Treat the line containing "lace appliqué, placed" as the first line and the final line of the material below as the last; reproduce that range exactly.

··· PROVIDED RECORDS ···

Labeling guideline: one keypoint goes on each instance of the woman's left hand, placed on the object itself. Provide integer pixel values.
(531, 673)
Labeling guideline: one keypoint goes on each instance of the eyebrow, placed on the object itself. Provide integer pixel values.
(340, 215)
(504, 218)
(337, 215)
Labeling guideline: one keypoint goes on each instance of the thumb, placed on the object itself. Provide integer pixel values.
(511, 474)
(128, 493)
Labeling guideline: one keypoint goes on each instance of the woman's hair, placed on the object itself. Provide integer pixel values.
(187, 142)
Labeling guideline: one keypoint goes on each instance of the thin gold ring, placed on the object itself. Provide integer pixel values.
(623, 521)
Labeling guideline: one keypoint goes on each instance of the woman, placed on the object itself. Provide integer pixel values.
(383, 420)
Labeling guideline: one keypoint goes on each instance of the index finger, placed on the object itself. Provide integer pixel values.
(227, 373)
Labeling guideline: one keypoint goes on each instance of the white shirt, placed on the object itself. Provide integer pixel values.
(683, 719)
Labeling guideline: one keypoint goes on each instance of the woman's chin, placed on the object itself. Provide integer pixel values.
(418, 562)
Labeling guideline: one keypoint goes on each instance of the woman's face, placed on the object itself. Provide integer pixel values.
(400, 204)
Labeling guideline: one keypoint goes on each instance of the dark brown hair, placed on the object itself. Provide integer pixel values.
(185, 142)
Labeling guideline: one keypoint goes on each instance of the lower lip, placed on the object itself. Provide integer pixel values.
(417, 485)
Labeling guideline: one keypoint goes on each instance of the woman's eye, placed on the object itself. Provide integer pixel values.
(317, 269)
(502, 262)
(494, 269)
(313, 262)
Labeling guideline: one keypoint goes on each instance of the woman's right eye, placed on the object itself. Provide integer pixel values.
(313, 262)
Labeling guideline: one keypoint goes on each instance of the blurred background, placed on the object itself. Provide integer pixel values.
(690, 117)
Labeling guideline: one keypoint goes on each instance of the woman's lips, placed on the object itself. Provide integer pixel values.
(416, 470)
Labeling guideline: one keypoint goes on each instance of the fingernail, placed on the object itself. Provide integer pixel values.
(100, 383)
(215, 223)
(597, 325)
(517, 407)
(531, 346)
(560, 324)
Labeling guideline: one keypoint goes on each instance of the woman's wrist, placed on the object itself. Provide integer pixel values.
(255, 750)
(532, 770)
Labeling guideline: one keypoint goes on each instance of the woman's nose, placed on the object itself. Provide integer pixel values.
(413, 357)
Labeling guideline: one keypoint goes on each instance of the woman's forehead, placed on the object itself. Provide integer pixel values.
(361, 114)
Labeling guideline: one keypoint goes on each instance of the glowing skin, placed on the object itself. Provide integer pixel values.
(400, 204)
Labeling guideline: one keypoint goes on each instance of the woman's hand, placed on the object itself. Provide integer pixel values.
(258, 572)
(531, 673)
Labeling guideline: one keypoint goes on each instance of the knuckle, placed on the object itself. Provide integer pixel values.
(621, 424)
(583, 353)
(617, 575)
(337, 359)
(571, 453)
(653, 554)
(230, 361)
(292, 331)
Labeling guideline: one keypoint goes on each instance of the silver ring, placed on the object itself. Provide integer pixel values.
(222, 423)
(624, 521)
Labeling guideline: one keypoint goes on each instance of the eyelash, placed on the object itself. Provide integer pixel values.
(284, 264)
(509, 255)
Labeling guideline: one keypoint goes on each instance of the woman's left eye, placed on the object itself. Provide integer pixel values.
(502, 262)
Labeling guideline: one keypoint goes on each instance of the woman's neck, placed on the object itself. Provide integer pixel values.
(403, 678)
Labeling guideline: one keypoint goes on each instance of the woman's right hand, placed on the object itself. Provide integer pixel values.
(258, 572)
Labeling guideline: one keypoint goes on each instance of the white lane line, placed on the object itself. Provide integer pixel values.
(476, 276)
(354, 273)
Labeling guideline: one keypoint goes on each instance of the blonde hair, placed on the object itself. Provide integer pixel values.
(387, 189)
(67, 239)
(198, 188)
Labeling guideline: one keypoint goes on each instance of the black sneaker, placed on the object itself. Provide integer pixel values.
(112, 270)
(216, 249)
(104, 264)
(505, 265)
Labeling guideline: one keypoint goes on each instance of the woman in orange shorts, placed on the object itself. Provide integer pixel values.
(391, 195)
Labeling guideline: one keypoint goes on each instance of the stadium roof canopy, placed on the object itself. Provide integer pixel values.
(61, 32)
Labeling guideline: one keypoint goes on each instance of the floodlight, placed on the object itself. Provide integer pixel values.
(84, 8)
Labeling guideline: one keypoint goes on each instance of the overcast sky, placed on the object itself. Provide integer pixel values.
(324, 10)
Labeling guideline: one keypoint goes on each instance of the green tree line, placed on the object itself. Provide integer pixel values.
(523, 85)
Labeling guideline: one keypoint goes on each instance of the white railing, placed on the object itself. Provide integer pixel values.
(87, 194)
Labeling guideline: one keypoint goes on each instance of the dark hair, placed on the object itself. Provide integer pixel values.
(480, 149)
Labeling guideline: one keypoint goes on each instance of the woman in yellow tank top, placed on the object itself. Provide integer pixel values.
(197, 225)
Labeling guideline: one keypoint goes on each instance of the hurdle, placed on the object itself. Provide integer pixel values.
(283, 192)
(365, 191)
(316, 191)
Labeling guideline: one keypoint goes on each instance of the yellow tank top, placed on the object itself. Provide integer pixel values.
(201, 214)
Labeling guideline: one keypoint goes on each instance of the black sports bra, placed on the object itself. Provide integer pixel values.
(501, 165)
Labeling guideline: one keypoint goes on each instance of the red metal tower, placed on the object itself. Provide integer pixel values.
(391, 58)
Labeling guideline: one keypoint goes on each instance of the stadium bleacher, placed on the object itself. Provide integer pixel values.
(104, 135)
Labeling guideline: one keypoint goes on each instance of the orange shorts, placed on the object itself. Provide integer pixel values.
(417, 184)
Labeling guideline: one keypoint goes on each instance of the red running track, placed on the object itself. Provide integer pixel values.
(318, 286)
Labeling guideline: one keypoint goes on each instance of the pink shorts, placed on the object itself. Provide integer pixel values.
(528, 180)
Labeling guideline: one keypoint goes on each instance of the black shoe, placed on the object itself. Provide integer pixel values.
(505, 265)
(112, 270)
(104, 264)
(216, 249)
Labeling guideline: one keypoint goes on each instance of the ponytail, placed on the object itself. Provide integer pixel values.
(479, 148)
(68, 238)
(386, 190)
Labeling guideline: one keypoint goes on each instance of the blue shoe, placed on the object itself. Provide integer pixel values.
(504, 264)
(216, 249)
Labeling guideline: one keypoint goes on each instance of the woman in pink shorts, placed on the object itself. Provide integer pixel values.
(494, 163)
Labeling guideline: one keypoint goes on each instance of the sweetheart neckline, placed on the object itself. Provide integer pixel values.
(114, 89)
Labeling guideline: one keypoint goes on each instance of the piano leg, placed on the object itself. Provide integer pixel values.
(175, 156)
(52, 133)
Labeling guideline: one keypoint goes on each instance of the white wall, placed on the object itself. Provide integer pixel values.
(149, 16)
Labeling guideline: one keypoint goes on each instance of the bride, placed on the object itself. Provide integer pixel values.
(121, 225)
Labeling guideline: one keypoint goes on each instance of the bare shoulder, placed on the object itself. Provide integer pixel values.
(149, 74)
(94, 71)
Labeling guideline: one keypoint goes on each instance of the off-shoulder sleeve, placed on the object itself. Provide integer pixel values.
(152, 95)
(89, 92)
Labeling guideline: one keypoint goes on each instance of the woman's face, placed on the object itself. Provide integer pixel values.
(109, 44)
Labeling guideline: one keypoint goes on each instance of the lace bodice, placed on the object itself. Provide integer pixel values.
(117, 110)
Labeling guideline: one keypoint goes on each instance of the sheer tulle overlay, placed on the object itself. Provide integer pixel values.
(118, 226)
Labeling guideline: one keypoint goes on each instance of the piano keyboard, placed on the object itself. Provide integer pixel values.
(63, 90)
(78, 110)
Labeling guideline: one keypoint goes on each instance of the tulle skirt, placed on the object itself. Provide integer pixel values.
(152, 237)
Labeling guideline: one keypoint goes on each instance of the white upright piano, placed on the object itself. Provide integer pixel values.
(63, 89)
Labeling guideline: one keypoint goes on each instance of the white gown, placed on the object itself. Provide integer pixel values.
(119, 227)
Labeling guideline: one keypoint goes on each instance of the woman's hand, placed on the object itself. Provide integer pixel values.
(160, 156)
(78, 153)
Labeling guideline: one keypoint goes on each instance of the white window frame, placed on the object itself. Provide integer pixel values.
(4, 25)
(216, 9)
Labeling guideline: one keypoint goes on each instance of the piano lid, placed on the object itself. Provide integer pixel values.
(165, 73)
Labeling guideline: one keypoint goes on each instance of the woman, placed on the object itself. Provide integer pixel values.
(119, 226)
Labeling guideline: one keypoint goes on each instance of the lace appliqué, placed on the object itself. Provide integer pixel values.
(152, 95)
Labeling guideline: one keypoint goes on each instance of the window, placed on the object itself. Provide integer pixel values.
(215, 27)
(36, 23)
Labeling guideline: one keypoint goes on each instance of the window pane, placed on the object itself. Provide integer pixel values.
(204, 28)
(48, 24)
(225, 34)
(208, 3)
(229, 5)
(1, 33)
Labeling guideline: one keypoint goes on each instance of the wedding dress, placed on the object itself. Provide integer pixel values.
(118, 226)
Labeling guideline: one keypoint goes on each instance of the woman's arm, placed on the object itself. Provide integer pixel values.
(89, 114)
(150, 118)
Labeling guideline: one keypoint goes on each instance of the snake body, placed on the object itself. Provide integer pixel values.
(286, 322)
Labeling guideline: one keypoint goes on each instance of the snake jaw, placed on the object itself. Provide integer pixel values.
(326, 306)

···

▶ [COMPLETED EXERCISE]
Labeling guideline: one keypoint goes on each instance of the lace appliqué, placed on the object itself. Provide integer pixel values.
(152, 95)
Labeling guideline: one keypoint goes on each instance of the window, placed on the object itself. Provide integer pixel values.
(215, 27)
(36, 23)
Labeling guideline: one keypoint goes on each instance of the window pane, placed on the object itself. Provide integer pixel values.
(204, 28)
(48, 24)
(225, 34)
(208, 3)
(229, 5)
(1, 33)
Labeling guideline: one keypoint goes on each instance of the wedding dress, placed on the object itself. Provide integer pixel values.
(118, 226)
Labeling guideline: one keypoint goes on each instance of the woman's arm, placed on the object itself. Provide integer pixel values.
(89, 114)
(150, 118)
Labeling guideline: one keypoint goes on each instance of the snake body, placed on the object itself. Provide integer pixel values.
(286, 322)
Labeling guideline: one keypoint goes on each instance of the snake jaw, placed on the object itself. Provide integer pixel values.
(326, 306)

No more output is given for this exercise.